++++ Available records ++++

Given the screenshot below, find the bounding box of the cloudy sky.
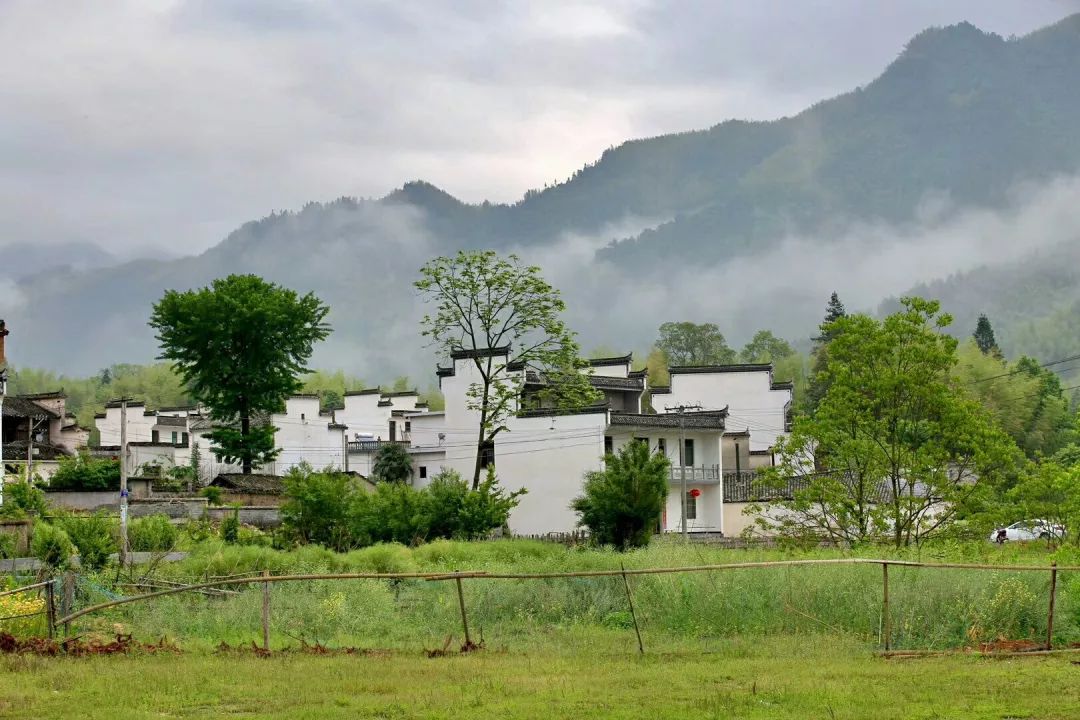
[0,0,1080,259]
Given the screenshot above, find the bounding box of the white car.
[990,520,1065,543]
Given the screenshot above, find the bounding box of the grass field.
[0,629,1080,720]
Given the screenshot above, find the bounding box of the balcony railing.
[346,440,409,454]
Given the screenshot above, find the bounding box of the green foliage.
[739,330,795,363]
[748,298,1017,546]
[218,510,240,543]
[150,275,329,474]
[199,485,222,505]
[0,483,49,518]
[30,522,75,571]
[571,443,671,549]
[49,452,120,490]
[57,514,119,571]
[281,463,357,551]
[127,514,180,553]
[414,250,600,489]
[657,323,737,366]
[372,443,413,483]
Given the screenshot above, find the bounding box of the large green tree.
[657,323,737,366]
[150,275,329,474]
[739,330,795,363]
[762,298,1018,546]
[415,250,598,490]
[571,443,671,549]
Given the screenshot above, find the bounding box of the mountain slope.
[0,15,1080,376]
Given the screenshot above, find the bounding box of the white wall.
[662,367,792,453]
[270,396,345,475]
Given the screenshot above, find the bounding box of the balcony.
[346,440,410,454]
[672,465,720,485]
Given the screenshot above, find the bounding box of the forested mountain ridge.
[6,15,1080,376]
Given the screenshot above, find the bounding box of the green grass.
[0,628,1080,720]
[56,541,1080,650]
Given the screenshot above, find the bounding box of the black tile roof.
[667,363,772,375]
[589,353,634,367]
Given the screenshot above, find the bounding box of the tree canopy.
[657,322,737,366]
[150,275,330,474]
[759,298,1017,545]
[415,250,598,490]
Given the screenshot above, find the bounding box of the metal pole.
[1047,562,1057,650]
[678,408,690,543]
[120,397,130,568]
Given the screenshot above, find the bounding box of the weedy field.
[0,628,1080,720]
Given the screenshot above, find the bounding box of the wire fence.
[0,558,1080,654]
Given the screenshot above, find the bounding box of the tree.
[415,250,598,490]
[372,443,413,483]
[740,330,795,363]
[150,275,329,475]
[657,323,735,366]
[570,443,671,549]
[972,315,1001,355]
[806,293,848,415]
[762,298,1017,546]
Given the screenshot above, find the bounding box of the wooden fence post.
[454,578,472,649]
[60,570,75,637]
[262,570,270,652]
[45,578,56,640]
[881,562,892,652]
[619,562,645,655]
[1047,561,1057,650]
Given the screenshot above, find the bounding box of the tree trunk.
[240,410,252,475]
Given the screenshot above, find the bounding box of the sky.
[0,0,1080,259]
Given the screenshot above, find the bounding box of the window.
[480,440,495,467]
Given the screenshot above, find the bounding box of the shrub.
[571,443,670,549]
[127,514,180,553]
[49,452,120,490]
[0,483,49,517]
[281,463,357,551]
[59,515,118,570]
[30,522,75,571]
[218,508,240,543]
[199,485,221,505]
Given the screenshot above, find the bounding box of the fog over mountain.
[0,15,1080,378]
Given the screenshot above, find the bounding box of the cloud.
[0,0,1077,260]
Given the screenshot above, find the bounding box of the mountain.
[0,15,1080,377]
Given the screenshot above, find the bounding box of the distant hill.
[0,15,1080,377]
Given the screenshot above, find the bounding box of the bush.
[127,515,180,553]
[59,515,118,570]
[281,463,357,551]
[30,522,75,571]
[49,452,120,490]
[0,483,49,518]
[199,485,221,505]
[571,443,670,549]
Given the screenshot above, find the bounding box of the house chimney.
[0,320,8,370]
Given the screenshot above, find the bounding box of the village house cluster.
[3,348,793,536]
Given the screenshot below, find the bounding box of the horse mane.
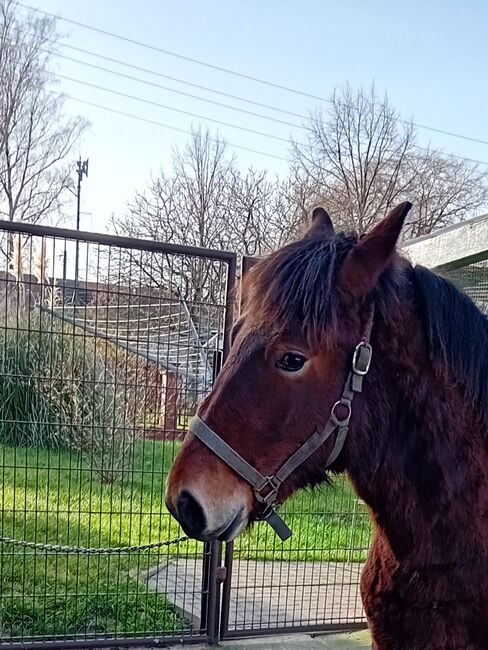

++++

Count the lines in the material above that contain the string "tree", and reply with that number alone.

> [Expected answer] 4